Extract the stretch of lines that starts at the line with "Could you point out the water" and ends at the last line of the data below. Give it exactly, without pictures.

········

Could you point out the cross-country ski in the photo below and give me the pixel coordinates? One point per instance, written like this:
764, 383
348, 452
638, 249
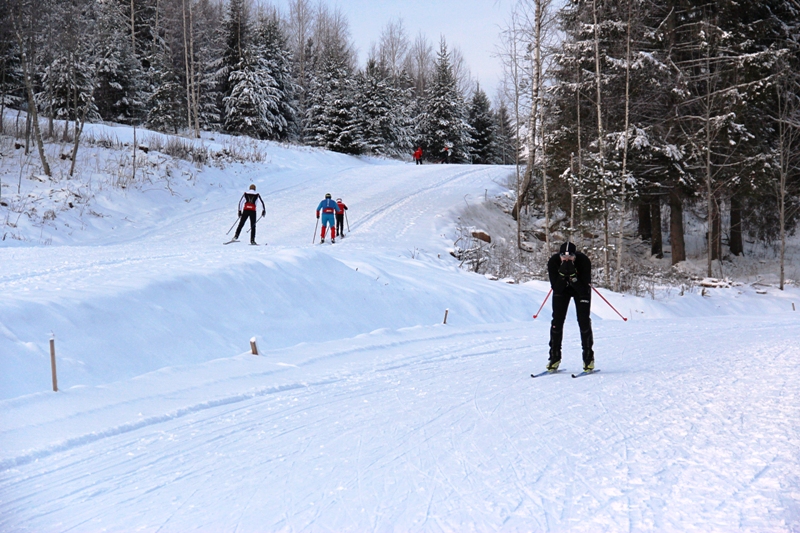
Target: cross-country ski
524, 188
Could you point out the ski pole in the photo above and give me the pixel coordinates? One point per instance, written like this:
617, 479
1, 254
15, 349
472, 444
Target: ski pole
259, 218
611, 306
545, 300
237, 220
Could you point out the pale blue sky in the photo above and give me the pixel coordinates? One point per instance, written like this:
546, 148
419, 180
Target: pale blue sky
472, 25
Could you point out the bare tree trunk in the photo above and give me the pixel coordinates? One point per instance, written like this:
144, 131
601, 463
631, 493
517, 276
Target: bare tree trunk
736, 245
75, 145
676, 240
624, 151
656, 247
193, 70
709, 191
600, 142
787, 135
133, 29
547, 238
645, 232
716, 226
155, 30
27, 67
572, 198
535, 118
580, 149
188, 74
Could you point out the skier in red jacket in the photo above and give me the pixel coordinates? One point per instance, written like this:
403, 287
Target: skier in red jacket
247, 210
340, 217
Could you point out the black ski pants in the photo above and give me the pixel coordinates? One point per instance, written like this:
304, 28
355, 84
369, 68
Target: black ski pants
245, 215
340, 224
583, 305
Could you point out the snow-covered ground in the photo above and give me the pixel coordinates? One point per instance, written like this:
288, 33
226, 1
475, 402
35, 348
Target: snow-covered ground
364, 412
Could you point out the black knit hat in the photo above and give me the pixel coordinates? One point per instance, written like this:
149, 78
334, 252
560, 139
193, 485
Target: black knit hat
568, 248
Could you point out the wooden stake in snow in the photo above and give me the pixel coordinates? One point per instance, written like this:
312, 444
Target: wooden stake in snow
53, 363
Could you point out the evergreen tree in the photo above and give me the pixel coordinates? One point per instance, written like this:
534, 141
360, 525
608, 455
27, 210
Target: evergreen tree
11, 83
276, 61
506, 140
484, 138
252, 107
444, 120
385, 127
236, 33
333, 118
166, 105
120, 85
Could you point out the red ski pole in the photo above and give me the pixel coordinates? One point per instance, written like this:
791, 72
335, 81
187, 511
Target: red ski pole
611, 306
545, 301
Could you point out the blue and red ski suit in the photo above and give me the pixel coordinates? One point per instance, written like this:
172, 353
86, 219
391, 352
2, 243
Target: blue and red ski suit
329, 208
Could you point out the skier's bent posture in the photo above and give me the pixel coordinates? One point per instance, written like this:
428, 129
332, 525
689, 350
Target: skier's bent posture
328, 208
247, 210
570, 274
340, 217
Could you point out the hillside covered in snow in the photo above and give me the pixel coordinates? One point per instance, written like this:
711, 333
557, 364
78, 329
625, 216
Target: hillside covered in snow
363, 410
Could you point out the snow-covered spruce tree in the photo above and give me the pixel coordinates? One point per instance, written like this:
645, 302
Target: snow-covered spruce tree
237, 37
208, 50
444, 120
484, 136
120, 88
166, 106
11, 83
276, 57
333, 117
506, 139
252, 107
69, 80
385, 124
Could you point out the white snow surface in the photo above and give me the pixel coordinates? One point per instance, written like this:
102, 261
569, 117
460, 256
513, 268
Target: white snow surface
363, 412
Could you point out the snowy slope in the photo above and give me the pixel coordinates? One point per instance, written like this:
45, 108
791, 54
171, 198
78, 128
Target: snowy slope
364, 412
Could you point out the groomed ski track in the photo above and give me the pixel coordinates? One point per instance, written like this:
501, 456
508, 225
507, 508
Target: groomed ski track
412, 426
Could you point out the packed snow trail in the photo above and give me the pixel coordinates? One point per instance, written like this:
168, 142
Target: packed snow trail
438, 430
364, 412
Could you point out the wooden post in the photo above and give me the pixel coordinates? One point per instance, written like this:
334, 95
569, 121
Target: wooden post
53, 363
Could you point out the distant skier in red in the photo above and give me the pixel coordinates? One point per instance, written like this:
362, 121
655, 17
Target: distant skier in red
328, 208
340, 216
418, 155
247, 210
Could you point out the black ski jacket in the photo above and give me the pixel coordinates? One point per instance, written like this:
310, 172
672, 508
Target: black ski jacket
561, 286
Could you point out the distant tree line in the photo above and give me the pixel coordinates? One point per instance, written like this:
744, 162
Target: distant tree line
182, 66
642, 104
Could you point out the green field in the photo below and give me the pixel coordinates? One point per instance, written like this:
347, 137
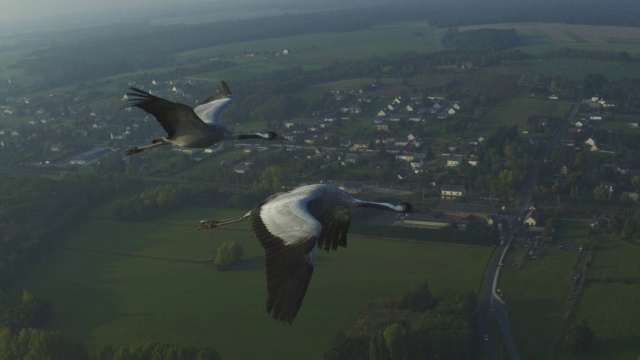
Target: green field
518, 110
536, 296
571, 233
123, 283
611, 298
325, 48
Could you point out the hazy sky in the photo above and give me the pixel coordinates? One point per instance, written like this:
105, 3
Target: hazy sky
34, 10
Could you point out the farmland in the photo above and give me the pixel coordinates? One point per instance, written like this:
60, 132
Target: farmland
118, 283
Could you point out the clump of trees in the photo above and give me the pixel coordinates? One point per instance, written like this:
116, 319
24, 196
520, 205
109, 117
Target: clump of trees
158, 351
227, 254
25, 311
603, 55
481, 39
39, 344
416, 325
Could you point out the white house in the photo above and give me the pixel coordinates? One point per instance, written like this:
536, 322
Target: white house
452, 192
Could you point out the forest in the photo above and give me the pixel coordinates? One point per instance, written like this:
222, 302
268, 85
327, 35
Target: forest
137, 48
417, 325
35, 209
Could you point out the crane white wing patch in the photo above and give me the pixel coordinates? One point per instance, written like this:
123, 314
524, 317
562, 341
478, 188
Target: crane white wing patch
208, 112
290, 220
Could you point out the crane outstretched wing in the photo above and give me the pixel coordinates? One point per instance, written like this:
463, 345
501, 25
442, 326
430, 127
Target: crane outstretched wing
173, 117
209, 110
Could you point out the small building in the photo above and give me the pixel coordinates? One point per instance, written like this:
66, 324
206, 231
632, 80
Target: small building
451, 192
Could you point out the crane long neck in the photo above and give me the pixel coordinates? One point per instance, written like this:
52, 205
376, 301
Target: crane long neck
251, 136
378, 205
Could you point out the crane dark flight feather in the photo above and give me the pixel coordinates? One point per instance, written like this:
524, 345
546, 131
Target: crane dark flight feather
289, 226
186, 126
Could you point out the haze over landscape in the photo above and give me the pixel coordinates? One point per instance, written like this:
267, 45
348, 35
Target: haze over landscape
502, 135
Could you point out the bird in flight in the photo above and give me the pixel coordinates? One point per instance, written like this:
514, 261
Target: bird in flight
186, 126
289, 226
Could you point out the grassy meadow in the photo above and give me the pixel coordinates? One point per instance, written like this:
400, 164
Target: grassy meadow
536, 295
610, 299
123, 283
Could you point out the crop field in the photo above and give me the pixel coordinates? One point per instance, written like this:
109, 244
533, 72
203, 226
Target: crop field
325, 48
571, 233
518, 110
610, 300
122, 283
536, 295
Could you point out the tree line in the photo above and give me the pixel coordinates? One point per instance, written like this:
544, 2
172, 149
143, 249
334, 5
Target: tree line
418, 325
600, 55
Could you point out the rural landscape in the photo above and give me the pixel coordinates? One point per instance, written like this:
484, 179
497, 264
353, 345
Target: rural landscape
512, 129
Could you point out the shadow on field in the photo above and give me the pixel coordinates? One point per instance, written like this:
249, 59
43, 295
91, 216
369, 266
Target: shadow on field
249, 264
117, 253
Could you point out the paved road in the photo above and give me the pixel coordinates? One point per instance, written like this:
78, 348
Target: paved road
490, 302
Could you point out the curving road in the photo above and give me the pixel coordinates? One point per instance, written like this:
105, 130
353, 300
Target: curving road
490, 302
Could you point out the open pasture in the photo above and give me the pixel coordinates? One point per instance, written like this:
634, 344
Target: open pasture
610, 299
536, 295
571, 233
518, 110
123, 283
321, 49
568, 33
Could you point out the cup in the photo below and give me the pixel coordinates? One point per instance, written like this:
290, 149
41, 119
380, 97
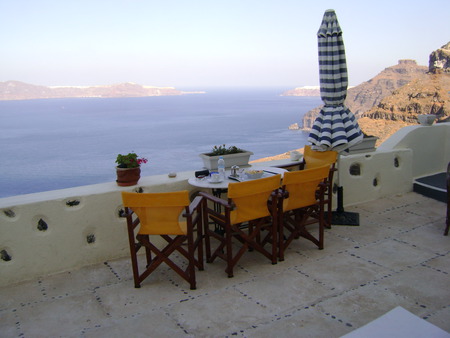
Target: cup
295, 155
215, 177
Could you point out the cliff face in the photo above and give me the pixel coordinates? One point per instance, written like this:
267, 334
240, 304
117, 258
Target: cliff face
439, 61
368, 94
15, 90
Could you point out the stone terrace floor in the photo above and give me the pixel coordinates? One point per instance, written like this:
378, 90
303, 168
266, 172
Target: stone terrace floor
398, 256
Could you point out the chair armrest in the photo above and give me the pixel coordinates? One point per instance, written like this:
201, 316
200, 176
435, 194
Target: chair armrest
195, 205
217, 200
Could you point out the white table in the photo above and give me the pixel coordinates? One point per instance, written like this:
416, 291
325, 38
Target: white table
206, 182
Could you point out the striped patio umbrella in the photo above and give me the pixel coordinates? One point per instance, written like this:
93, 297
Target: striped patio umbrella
336, 127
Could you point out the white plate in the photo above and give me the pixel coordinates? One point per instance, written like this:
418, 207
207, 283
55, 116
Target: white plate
211, 181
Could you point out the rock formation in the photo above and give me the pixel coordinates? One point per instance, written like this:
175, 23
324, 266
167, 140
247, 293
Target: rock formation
394, 98
368, 94
15, 90
440, 60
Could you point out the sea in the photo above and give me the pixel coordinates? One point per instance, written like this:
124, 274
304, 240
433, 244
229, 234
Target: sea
51, 144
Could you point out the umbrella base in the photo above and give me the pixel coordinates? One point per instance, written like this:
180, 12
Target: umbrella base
344, 218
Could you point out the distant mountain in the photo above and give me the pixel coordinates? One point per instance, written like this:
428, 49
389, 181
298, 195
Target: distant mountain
16, 90
368, 94
394, 97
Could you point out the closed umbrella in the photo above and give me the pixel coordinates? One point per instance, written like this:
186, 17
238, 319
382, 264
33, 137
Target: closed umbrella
335, 128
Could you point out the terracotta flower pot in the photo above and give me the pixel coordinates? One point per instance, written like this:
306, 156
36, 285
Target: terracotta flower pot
128, 176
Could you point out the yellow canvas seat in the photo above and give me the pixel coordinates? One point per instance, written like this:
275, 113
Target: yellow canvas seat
303, 197
159, 214
247, 217
314, 159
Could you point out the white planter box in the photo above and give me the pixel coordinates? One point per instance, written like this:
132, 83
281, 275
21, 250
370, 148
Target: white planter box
240, 159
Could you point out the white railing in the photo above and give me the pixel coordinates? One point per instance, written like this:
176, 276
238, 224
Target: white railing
65, 229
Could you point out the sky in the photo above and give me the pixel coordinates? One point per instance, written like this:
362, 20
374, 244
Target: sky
196, 44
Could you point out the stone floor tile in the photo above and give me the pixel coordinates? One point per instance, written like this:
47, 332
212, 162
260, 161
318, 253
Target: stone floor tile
61, 317
155, 324
219, 314
392, 254
362, 305
343, 271
306, 323
422, 285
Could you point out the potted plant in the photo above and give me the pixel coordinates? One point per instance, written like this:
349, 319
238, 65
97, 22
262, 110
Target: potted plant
128, 169
231, 155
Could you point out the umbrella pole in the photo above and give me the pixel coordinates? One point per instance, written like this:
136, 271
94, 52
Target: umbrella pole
341, 217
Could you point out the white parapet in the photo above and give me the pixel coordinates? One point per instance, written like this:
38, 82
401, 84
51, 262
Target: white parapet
370, 176
65, 229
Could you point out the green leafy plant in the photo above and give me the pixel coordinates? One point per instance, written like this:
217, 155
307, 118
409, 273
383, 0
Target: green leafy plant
129, 161
223, 150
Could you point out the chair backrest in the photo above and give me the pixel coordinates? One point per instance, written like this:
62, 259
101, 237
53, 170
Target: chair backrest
158, 213
302, 186
250, 198
314, 159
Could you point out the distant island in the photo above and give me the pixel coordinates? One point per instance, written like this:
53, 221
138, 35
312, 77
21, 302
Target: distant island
16, 90
303, 91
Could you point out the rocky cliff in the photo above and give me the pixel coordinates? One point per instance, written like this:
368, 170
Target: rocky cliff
394, 98
15, 90
368, 94
439, 61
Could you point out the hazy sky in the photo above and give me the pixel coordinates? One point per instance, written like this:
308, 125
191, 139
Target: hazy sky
198, 44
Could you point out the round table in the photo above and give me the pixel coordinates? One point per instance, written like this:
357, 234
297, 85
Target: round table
206, 182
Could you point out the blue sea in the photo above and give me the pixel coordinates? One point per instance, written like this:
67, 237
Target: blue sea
60, 143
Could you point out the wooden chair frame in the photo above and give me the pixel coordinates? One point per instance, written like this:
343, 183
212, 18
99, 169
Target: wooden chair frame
295, 221
193, 215
249, 234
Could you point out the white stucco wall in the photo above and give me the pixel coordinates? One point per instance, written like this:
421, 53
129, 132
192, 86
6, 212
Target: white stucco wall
430, 145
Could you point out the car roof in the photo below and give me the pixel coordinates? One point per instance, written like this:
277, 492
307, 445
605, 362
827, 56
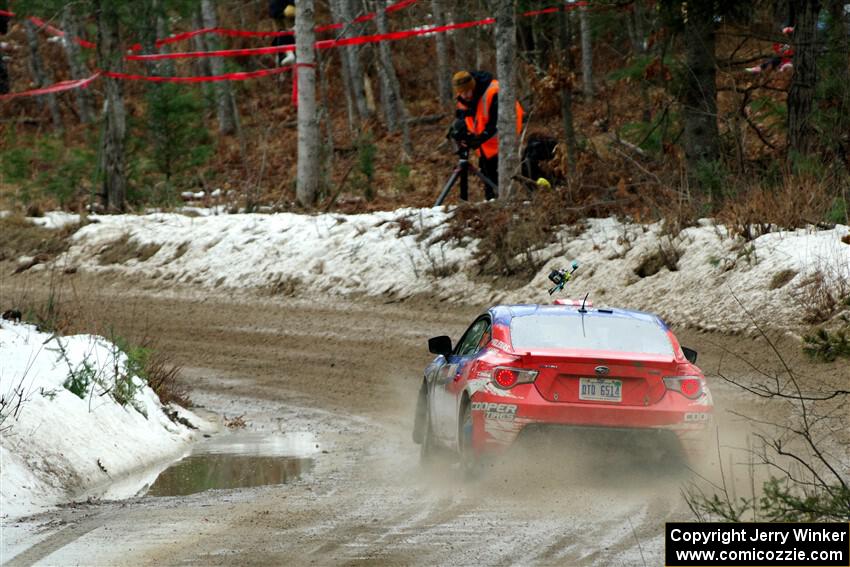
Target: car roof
502, 314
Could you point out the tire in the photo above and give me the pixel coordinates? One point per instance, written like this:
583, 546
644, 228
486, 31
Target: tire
470, 463
419, 416
428, 450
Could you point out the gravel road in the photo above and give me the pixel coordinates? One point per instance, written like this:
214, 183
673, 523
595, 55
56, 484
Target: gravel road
347, 371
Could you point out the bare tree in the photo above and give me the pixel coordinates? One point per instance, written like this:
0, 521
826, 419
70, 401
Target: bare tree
110, 56
586, 53
307, 182
699, 96
444, 86
4, 29
566, 43
228, 118
351, 53
505, 67
71, 25
42, 76
394, 109
202, 64
802, 92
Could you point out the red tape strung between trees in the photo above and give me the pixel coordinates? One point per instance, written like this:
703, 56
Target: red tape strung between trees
82, 83
50, 29
325, 44
242, 76
56, 88
330, 43
401, 4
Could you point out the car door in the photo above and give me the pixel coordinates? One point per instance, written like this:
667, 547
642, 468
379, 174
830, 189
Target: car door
448, 384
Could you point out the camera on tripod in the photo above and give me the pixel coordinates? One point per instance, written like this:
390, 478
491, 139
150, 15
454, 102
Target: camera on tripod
458, 131
459, 134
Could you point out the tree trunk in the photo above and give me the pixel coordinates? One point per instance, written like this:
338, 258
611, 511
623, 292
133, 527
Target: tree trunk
41, 76
4, 28
444, 86
636, 25
505, 67
336, 14
394, 104
307, 182
801, 95
699, 98
586, 53
202, 64
566, 41
463, 39
76, 62
352, 53
111, 57
4, 77
228, 119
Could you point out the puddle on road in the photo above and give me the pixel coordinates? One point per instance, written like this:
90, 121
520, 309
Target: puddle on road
238, 460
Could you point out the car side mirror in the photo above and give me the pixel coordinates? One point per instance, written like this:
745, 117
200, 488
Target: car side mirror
440, 345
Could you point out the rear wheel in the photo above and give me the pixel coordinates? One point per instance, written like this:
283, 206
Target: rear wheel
470, 463
428, 449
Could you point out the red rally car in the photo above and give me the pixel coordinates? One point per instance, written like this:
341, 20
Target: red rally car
524, 367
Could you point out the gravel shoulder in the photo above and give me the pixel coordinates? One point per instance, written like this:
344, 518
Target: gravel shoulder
348, 372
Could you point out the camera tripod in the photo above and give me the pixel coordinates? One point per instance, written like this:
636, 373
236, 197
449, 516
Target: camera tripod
461, 171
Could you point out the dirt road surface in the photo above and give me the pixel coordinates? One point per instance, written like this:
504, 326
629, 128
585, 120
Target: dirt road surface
348, 372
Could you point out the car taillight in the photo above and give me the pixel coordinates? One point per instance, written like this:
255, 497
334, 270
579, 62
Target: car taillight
506, 378
688, 386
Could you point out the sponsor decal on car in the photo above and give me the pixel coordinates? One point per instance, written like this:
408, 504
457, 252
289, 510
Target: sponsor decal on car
502, 412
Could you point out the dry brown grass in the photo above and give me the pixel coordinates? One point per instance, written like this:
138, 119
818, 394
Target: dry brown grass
797, 202
22, 238
126, 248
164, 378
821, 297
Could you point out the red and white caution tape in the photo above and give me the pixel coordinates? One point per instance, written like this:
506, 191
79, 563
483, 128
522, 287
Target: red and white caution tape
56, 88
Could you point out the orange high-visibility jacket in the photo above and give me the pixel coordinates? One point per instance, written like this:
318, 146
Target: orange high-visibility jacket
477, 123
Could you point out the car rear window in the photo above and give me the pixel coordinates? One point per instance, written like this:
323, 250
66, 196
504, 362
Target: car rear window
592, 332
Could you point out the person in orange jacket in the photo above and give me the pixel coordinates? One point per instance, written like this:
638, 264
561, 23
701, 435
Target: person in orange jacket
478, 106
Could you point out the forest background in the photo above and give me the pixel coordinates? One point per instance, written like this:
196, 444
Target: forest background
649, 105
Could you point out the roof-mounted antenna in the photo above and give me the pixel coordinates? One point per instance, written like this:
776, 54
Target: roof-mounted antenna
583, 301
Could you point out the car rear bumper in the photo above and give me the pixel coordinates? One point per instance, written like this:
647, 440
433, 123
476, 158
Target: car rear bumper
498, 417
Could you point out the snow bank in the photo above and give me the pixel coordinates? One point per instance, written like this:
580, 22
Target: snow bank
400, 253
54, 445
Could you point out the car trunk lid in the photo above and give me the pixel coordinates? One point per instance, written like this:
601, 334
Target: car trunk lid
600, 377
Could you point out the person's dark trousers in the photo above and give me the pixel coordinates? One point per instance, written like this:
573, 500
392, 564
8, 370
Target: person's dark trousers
490, 168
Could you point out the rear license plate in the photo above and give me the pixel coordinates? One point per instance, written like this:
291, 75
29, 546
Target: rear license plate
600, 390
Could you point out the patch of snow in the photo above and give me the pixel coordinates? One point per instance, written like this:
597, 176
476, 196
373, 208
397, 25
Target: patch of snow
401, 254
55, 446
55, 219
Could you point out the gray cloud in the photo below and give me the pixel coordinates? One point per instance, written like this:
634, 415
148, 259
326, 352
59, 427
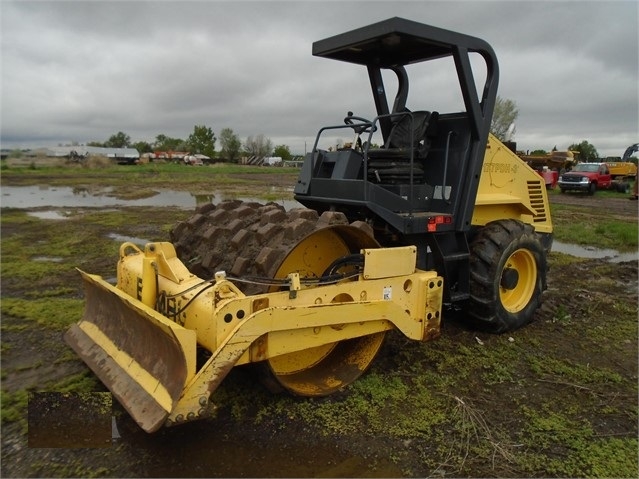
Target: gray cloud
81, 71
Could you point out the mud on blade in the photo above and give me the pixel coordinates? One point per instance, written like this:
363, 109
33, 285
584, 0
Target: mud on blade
144, 359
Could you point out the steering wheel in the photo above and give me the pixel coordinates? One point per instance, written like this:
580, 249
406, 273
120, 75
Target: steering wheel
364, 125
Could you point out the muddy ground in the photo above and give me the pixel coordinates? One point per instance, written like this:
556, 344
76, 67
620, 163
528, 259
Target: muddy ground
557, 398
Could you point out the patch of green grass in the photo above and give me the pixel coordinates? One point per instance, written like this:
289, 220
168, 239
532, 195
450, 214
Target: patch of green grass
574, 373
577, 450
14, 408
56, 313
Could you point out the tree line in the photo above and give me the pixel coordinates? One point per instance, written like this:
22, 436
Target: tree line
202, 141
503, 127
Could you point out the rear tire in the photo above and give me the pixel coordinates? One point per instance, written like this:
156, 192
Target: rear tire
507, 276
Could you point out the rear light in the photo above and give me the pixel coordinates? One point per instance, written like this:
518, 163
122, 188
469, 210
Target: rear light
434, 221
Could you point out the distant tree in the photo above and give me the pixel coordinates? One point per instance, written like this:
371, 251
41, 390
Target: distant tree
231, 145
504, 116
587, 152
258, 145
166, 143
202, 141
142, 147
283, 152
119, 140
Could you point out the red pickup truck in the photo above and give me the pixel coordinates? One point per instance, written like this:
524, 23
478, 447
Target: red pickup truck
586, 177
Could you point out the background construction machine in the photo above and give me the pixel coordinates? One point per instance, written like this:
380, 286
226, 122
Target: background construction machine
425, 210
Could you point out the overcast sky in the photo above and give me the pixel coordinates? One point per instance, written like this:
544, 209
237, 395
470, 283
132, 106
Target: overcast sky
82, 71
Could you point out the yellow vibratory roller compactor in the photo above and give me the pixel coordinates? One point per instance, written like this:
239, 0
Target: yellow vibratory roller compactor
424, 211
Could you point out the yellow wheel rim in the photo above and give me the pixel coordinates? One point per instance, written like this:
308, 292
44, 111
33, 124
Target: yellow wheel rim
521, 270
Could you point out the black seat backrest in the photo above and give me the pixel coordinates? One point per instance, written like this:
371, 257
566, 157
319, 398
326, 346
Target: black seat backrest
400, 135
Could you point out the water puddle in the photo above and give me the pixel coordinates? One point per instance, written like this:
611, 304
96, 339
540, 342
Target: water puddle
49, 215
590, 252
74, 197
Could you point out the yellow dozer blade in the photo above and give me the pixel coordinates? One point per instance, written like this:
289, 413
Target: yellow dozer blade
143, 358
147, 357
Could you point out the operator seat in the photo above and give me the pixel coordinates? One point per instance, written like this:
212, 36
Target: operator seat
391, 163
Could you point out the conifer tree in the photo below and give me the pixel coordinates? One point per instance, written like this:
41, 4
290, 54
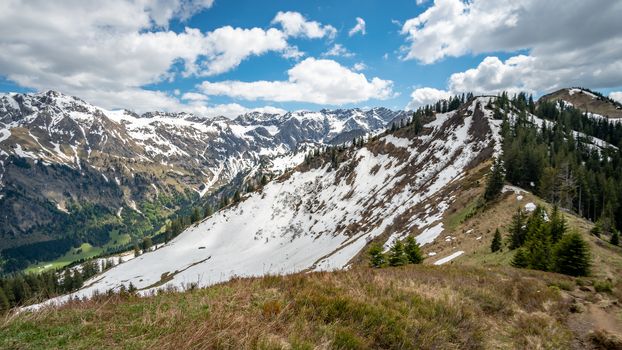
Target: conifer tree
397, 255
495, 181
196, 215
495, 245
413, 251
264, 178
67, 280
136, 250
77, 280
520, 259
209, 211
518, 231
377, 258
538, 248
558, 225
5, 306
147, 244
417, 124
572, 256
615, 238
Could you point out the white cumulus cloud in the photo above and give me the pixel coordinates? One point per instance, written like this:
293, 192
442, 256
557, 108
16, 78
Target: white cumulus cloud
560, 48
616, 96
358, 28
106, 52
338, 50
313, 80
295, 24
424, 96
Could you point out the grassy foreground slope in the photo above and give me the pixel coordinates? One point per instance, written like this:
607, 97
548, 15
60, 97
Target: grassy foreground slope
423, 307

········

* **TASK RESPONSE**
Could you point out the water puddle in the photo above and give me the pixel coordinates? One point per instance, written like this:
611, 304
96, 339
540, 342
Target: water puddle
49, 215
590, 252
74, 197
Could you point out the yellow dozer blade in the photo above and give me the pixel coordinates? One point per instance, written like this:
289, 413
Target: yellow dozer blade
143, 358
147, 357
Could you point out the operator seat in the photo above and give me the pixel coordinates? One point per instance, written like this:
212, 36
Target: operator seat
391, 163
Could you point out the conifer tree in the photo below and give me the pixel coordinates? One point per instance, written like this:
41, 4
290, 54
Target: conifer tree
397, 255
495, 181
196, 215
495, 245
413, 251
264, 178
67, 280
136, 250
77, 280
520, 259
209, 211
518, 231
377, 258
538, 248
558, 225
5, 306
147, 244
417, 124
572, 256
615, 238
Could you point out the white cumulus cloud in the photo above and give me the pixel coordinates? One point per instance, written like this:
293, 192
442, 256
557, 108
16, 78
Target: white cumulus cloud
560, 48
616, 96
358, 28
106, 52
338, 50
313, 80
295, 24
424, 96
Could you point out the grassy foreground slope in the photo above and give me the pixel coordinates? One point per instance, written like this:
607, 97
548, 15
60, 97
Target: grassy foreground slope
423, 307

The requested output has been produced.